[Named-object pointing records]
---------------
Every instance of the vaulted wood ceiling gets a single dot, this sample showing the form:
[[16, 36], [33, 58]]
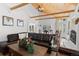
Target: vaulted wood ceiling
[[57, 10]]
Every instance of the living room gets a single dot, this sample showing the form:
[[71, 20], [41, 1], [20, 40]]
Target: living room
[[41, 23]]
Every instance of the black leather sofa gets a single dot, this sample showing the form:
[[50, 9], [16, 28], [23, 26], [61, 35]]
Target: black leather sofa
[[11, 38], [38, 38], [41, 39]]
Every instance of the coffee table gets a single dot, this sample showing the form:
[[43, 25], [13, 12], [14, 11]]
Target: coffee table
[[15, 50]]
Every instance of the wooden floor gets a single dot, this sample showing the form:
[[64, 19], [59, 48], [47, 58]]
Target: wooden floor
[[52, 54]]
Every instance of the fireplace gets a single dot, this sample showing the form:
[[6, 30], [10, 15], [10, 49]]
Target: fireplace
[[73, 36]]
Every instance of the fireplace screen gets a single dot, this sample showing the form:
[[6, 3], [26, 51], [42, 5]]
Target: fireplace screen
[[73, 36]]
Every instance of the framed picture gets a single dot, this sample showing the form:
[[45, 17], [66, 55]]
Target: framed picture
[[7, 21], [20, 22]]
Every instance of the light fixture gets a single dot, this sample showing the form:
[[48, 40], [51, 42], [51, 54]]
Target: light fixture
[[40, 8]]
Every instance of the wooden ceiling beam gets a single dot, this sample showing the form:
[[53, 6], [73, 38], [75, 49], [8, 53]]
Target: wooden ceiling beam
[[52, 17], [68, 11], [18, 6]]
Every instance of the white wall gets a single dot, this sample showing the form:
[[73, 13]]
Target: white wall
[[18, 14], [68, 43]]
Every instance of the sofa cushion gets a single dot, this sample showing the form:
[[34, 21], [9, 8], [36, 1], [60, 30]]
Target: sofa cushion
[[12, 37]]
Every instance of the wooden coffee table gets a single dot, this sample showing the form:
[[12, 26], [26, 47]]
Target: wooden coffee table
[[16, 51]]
---------------
Pictures are excluded; repeat every record exactly.

Every instance of the vaulted wood ceiling gets a single dot, this sample showing the form:
[[16, 36], [33, 58]]
Target: vaulted wood ceiling
[[57, 10]]
Every instance of the living room gets a single dot, this sample showing the form:
[[71, 20], [41, 1], [20, 40]]
Target: living room
[[41, 23]]
Every instance of the black leather sofa gets a single dot, this sample showing the form:
[[50, 9], [16, 28], [23, 26], [61, 35]]
Target: black leather sofa
[[11, 38], [38, 38], [41, 39]]
Every instance of the coffee table gets a single dot, this sample showing the form:
[[43, 25], [13, 12], [14, 11]]
Target: coffee table
[[15, 50]]
Every instance of the wooden floor gets a single dot, this sample showing the form:
[[64, 19], [59, 48], [47, 58]]
Target: wooden floor
[[52, 54]]
Every instance of the fireplace gets a single dot, this sample showing the form:
[[6, 30], [10, 15], [10, 49]]
Target: fireplace
[[73, 36]]
Every instance of the fireplace screen gets a single dot, this sample showing the form:
[[6, 3], [26, 51], [42, 5]]
Target: fireplace screen
[[73, 36]]
Every instance of the framed picture gets a single dot, this sample showing the form:
[[45, 17], [66, 55]]
Target: framed picture
[[7, 21], [20, 22]]
Every instance of the light fixture gets a single dot, this sample showing the form:
[[48, 40], [51, 42], [51, 54]]
Target: light fixture
[[40, 8]]
Every instance of the wooden ceiling beam gets a single dot, this sample showing the form:
[[53, 6], [73, 38], [75, 49], [8, 53]]
Target: wooden ceiling beam
[[52, 17], [68, 11], [18, 6]]
Every instance of the white wall gets a single dot, this sample showing the form:
[[73, 13]]
Target: white wall
[[18, 14], [68, 43]]
Every instance of the sofa cushion gets a single dot, this sample showing the form:
[[34, 21], [9, 8], [36, 1], [60, 30]]
Target: sofa cushion
[[12, 37]]
Every instance of the wooden coffee table gets a single dot, this sample showing the form:
[[12, 26], [26, 47]]
Target: wooden coffee table
[[16, 51]]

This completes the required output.